* WHAT THIS EXERCISE ASKS
(A) Do these statements agree with the soil fertility text? (i) The study aimed to collect and analyze 400 soil samples. (ii) Counties with fewer than 7,000 acres of field crops were left out of the study. (iii) Soil samples were taken from two depths. For each, answer yes or no and quote the deciding words from the text.
(B) According to the soil fertility text, why might average results from samples submitted to the laboratory be skewed?
(C) Continue the soil fertility text from where it stops.

━━━━━ SOURCE TEXT ━━━━━

Introduction
The Soil Testing Laboratory operated by the North Carolina Department of Agriculture and Consumer Services (NCDA&CS) Agronomic Services Division analyzes about 300,000 soil samples per year submitted from across North Carolina. Previous evaluations of soil test results have provided insights into soil phosphorus content (Cahoon and Ensign 2004; Miller 2023), but studies had not provided an overall assessment of other factors affecting soil fertility throughout the state. Phosphorus is critical to evaluate because it is essential for plant growth and can be a potential environmental pollutant in excessive amounts. However, it is also important to assess other essential plant nutrients and soil parameters (including acidity, organic matter, and cation exchange capacity) to accurately gauge soil fertility. Furthermore, there have been a number of challenges with evaluating the soil test dataset due to spatial bias and variation in sampling methods. Growers in counties or regions in which precision agriculture techniques are heavily used tend to submit more samples for analysis, potentially skewing average results. In addition, variations in sampling depths and tillage practices can lead to inconsistencies that complicate the interpretation of the test results.
To provide a more accurate snapshot of the soil fertility status of row crop soils in North Carolina, we conducted a study in association with local Extension agents, who selected agricultural fields representing current crop management in each region. Soil samples were collected from two depths (0 to 4 inches deep and 4 to 8 inches deep), and information about soil type and crop management was recorded. The number of samples per county was proportional to the row crop acreage in each county, and 400 soil samples were collected and analyzed. The results were separated by region.
Methodology
The number of soil samples collected per county was weighted based on the reported acreage of field crops in the 2017 Census of Agriculture (United States Department of Agriculture—National Agricultural Statistics Service 2019), with a target goal of collecting and analyzing 500 soil samples. Counties with fewer than 7,000 acres of field crops were excluded from the study, resulting in 83 counties initially selected for sampling. A 4-by-4-mile grid was overlaid onto each county to be surveyed, and an online tool was developed to randomly select one of the grid cells. Local Extension agents used the online tool to select a random grid cell for soil sampling. Based on their experience, the agents chose a field in the selected cell grid that represented the average soil and crop management for that county. Agents contacted the selected farmers for permission to sample their fields and collected information, including the types of tillage used, fertilizers used, and overall crop production history. The GPS coordinates of the field were sent to the sampling team. After soil sampling was completed, all data about the locations and identity of farmers were destroyed to maintain anonymity in the study.

━━━━━ MATERIAL PROVIDED ━━━━━

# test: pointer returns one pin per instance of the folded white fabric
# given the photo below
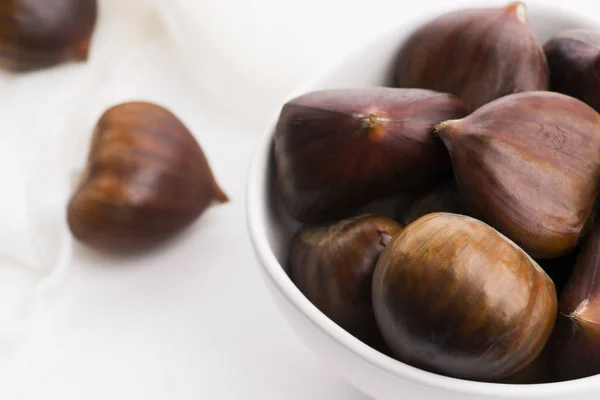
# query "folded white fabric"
(46, 119)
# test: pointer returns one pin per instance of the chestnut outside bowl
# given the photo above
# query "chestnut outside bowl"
(370, 371)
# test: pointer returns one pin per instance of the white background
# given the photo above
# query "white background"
(192, 320)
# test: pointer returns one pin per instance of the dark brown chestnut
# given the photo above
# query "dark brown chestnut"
(529, 165)
(444, 198)
(146, 180)
(535, 373)
(336, 150)
(333, 266)
(451, 295)
(575, 342)
(574, 61)
(36, 34)
(477, 54)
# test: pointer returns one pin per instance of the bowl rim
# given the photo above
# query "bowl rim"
(256, 197)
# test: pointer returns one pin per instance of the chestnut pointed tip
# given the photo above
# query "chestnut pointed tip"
(81, 53)
(447, 129)
(518, 9)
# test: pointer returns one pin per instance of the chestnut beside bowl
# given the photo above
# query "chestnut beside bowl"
(374, 373)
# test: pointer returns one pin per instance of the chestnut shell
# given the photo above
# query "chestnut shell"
(575, 342)
(36, 34)
(574, 61)
(333, 265)
(451, 295)
(529, 165)
(478, 54)
(337, 150)
(146, 180)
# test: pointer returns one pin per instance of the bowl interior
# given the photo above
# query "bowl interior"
(371, 65)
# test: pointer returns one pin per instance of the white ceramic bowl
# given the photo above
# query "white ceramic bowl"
(270, 229)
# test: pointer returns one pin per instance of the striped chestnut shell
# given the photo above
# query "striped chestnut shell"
(453, 296)
(146, 180)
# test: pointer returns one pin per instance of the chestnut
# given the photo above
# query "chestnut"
(529, 165)
(574, 61)
(453, 296)
(477, 54)
(333, 266)
(146, 180)
(444, 198)
(37, 34)
(341, 149)
(575, 343)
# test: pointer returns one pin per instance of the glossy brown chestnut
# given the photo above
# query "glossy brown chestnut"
(529, 165)
(36, 34)
(574, 61)
(333, 266)
(477, 54)
(146, 180)
(336, 150)
(575, 343)
(444, 198)
(451, 295)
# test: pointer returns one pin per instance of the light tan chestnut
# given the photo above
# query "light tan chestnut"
(529, 165)
(453, 296)
(476, 54)
(146, 180)
(36, 34)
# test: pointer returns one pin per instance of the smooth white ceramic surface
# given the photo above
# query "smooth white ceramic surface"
(374, 373)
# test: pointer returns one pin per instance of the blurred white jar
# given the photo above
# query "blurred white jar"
(248, 55)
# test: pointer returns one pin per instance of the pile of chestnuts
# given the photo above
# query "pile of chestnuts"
(492, 271)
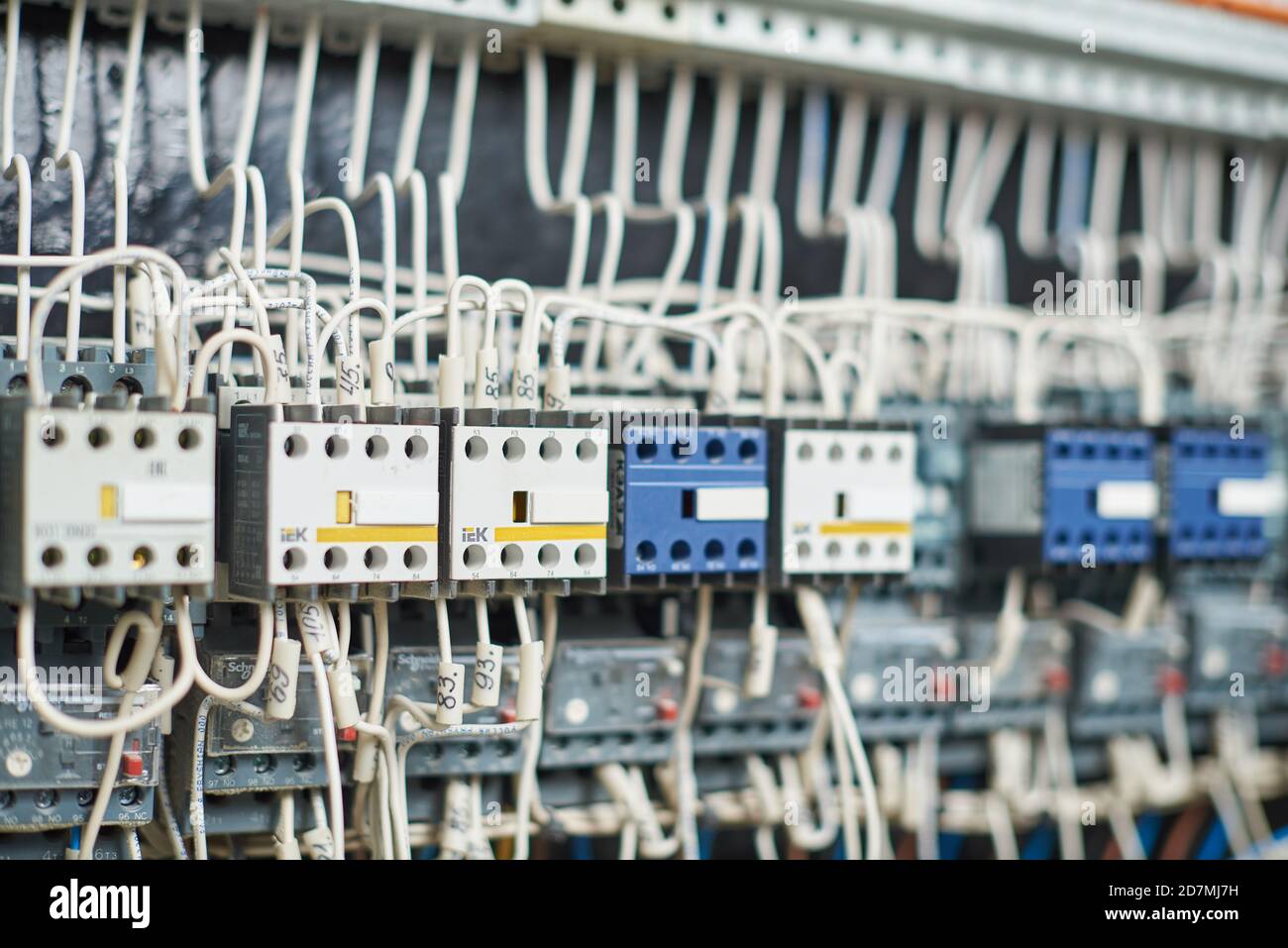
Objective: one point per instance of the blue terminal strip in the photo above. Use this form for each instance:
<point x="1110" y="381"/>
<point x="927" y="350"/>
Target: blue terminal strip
<point x="1076" y="463"/>
<point x="668" y="493"/>
<point x="1201" y="460"/>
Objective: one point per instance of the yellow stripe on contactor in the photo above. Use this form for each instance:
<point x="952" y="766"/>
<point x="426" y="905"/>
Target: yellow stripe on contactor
<point x="377" y="535"/>
<point x="568" y="531"/>
<point x="861" y="527"/>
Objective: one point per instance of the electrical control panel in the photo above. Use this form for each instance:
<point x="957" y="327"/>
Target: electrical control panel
<point x="690" y="501"/>
<point x="782" y="430"/>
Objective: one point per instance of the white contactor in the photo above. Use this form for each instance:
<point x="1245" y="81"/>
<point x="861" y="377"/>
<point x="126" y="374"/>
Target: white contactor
<point x="104" y="497"/>
<point x="848" y="501"/>
<point x="330" y="502"/>
<point x="528" y="502"/>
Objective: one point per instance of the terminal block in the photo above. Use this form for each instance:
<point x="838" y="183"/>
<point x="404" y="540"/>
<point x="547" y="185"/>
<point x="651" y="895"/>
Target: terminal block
<point x="51" y="780"/>
<point x="691" y="502"/>
<point x="91" y="372"/>
<point x="1020" y="682"/>
<point x="733" y="721"/>
<point x="844" y="501"/>
<point x="326" y="500"/>
<point x="903" y="674"/>
<point x="106" y="498"/>
<point x="612" y="699"/>
<point x="1220" y="494"/>
<point x="413" y="674"/>
<point x="1120" y="678"/>
<point x="938" y="523"/>
<point x="527" y="500"/>
<point x="1063" y="496"/>
<point x="245" y="754"/>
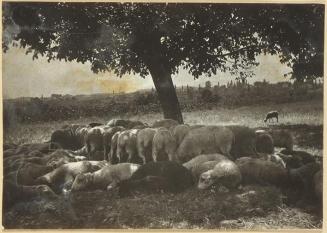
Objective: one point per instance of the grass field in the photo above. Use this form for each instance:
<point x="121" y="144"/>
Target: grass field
<point x="309" y="113"/>
<point x="195" y="209"/>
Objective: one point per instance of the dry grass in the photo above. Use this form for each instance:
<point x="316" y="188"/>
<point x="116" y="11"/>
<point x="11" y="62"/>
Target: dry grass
<point x="309" y="112"/>
<point x="192" y="209"/>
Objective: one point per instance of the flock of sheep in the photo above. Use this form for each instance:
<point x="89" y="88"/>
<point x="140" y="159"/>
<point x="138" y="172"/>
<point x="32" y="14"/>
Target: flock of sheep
<point x="166" y="156"/>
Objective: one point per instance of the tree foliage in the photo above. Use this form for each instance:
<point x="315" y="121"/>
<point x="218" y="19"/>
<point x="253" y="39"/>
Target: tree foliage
<point x="158" y="39"/>
<point x="202" y="38"/>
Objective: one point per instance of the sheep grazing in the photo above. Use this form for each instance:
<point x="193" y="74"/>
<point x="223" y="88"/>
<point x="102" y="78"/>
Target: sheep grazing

━━━━━

* TASK RESULTS
(A)
(i) No: "with a target goal of collecting and analyzing 500 soil samples"
(ii) Yes: "Counties with fewer than 7,000 acres of field crops were excluded from the study"
(iii) Yes: "Soil samples were collected from two depths (0 to 4 inches deep and 4 to 8 inches deep)"

(B) Growers in counties or regions that make heavy use of precision agriculture techniques tend to submit more samples for analysis. This can skew the average results.

(C)
Composite samples with 10 subsamples were collected with a push probe in each field at two depths: 0 to 4 inches and 4 to 8 inches. Due to logistical challenges, some target counties were not sampled, resulting in a total of 400 samples taken in 58 counties. The number of fields sampled per county, ranging from 4 to 20, was proportional to row crop acreage. Soil samples were then grouped by region: mountains, piedmont, coastal plain, and tidewater (a subregion of the coastal plain, following the organic soil types) (Figure 1). Fewer samples were collected in the mountains because the predominant agricultural systems there are pasture and hay.
After collection, samples were oven-dried, homogenized, ground to the standard particle size of 2 mm, and submitted to the NCDA&CS Soil Testing Laboratory for routine soil fertility analysis. North Carolina State University’s Crop and Soil Sciences Department conducted additional analyses for total carbon and texture. Organic matter was estimated by multiplying the content of carbon by 1.72.
Average Soil Test Results
The average clay content was 20% in coastal plain and tidewater soils and 30% in piedmont and mountains soils (Table 1). In general, tidewater soils are loams, coastal plain soils are sandy loams, and piedmont and mountain soils are clay loams. The different textures in North Carolina soils are related to the predominant geological parent material in each region.
The average soil organic matter increased from the coastal plain to the piedmont and mountain regions because soils with more clay generally protect organic matter from decomposition (Table 1). However, the tidewater region had the highest average organic matter (10.8%) due to the existing organic soils, reaching a maximum of 71% organic matter in one sample (Table 1). The content of humic matter did not follow the same pattern as organic matter among the different regions, indicating poor correlation between the content of soil organic matter and humic matter.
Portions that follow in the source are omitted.